» **Stated problem**:
Reproduce the data below verbatim, line for line, without any alteration.

'''

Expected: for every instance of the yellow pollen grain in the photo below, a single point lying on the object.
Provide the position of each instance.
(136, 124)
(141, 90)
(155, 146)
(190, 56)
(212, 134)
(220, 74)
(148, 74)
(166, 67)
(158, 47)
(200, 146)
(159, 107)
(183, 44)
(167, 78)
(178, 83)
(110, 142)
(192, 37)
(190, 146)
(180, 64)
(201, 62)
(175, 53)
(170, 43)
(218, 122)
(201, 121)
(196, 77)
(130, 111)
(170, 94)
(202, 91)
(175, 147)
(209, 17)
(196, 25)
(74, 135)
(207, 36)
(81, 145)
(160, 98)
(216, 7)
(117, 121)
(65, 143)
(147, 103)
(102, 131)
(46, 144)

'''

» **Exercise answer**:
Expected: for every instance of the yellow pollen grain in the photo below, a single point lying on the object.
Provide the position of each instance.
(136, 124)
(141, 90)
(155, 146)
(190, 56)
(212, 134)
(220, 74)
(148, 74)
(166, 67)
(158, 47)
(200, 146)
(159, 107)
(183, 44)
(167, 78)
(178, 83)
(110, 142)
(192, 37)
(190, 146)
(180, 64)
(201, 62)
(175, 53)
(170, 43)
(218, 122)
(201, 121)
(196, 77)
(130, 111)
(170, 94)
(202, 91)
(175, 147)
(209, 17)
(196, 25)
(74, 135)
(207, 36)
(81, 145)
(160, 98)
(216, 7)
(117, 121)
(65, 143)
(147, 103)
(102, 131)
(46, 144)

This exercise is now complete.